WHAT TO PRODUCE: Copy out every one of the lines below word for word, without changing anything.

•••••

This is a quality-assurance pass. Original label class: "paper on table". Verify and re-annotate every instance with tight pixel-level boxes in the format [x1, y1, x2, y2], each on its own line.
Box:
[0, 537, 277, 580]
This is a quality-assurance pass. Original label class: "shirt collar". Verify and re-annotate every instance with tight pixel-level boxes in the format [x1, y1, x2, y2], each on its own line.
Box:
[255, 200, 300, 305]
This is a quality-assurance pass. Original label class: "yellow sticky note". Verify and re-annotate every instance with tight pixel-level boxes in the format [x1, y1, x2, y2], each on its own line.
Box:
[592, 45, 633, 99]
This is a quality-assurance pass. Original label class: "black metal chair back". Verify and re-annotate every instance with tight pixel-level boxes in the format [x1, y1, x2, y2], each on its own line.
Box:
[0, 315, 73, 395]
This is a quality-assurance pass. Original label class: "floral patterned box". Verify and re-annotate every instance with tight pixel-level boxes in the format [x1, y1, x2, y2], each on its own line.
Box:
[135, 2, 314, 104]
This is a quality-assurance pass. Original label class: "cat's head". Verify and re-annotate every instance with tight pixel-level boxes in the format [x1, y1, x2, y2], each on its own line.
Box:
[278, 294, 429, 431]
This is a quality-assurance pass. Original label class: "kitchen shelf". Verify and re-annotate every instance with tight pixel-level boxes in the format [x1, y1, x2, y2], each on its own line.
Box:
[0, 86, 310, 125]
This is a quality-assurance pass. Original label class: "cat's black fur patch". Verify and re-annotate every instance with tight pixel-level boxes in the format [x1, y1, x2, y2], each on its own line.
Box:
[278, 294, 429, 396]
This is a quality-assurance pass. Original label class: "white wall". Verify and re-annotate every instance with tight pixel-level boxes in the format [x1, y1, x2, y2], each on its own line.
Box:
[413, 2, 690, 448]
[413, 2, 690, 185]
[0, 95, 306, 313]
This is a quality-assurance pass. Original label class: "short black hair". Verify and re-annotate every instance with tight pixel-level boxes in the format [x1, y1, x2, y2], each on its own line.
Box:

•••••

WRITTEN REPLY:
This is a quality-assurance pass. Original label class: "paper on table". Verify and re-annotate every instance with tight pixel-level boxes in the format [x1, y1, x2, y2], each on its own line.
Box:
[0, 537, 277, 580]
This is a quality-assurance pass. Original label class: "shirt collar". Verify and re-annotate every instance with tight pixel-level boxes in the format [x1, y1, x2, y2], each on its own line.
Box:
[255, 200, 300, 305]
This is a quality-assurance pass. Original label class: "yellow sticky note". Verify and re-annotate every instance with tight pixel-level boxes in the format [x1, y1, x2, y2], each on its own line.
Box:
[592, 45, 633, 99]
This is a quality-assurance pass. Original label class: "black metal chair back". Verify and re-annotate every instance with tight pixel-level boxes in the format [x1, y1, x2, y2], each on its own line.
Box:
[0, 315, 73, 395]
This is a quality-assurance pass. Original label class: "floral patterned box". Verify and re-annotate every instance with tight pixel-level boxes in the format [x1, y1, x2, y2], each on its own line.
Box:
[135, 2, 314, 104]
This is a quality-assurance pass. Original label class: "cat's head". Verify and re-annotate every instance with tight pixel-level boxes in the format [x1, y1, x2, y2], each on its own line.
Box:
[278, 294, 429, 431]
This is a quality-assurance pass. Original label class: "kitchen shelf". Verify and re-annotate every instance with tight pixel-level boxes in the format [x1, y1, x2, y2], each on its own line.
Box:
[0, 86, 310, 125]
This is a quality-assurance pass. Original label class: "cat's black fur patch". Verify and re-annotate every instance with tight pixel-level boxes in the format [x1, y1, x2, y2], each on its own line.
Box:
[278, 294, 429, 396]
This is a quality-assurance pass. Original label class: "white wall". Verify and re-annotate every instance with tight pixel-level boxes in the format [x1, y1, x2, y2], each on its own line.
Box:
[413, 2, 690, 448]
[413, 2, 690, 185]
[0, 95, 306, 313]
This is a quality-assurance pass. Original label class: "short black hair". Verify and re-annotate every instance with tight pixel-level boxes in the format [x1, y1, x2, y2], each on its own line.
Box:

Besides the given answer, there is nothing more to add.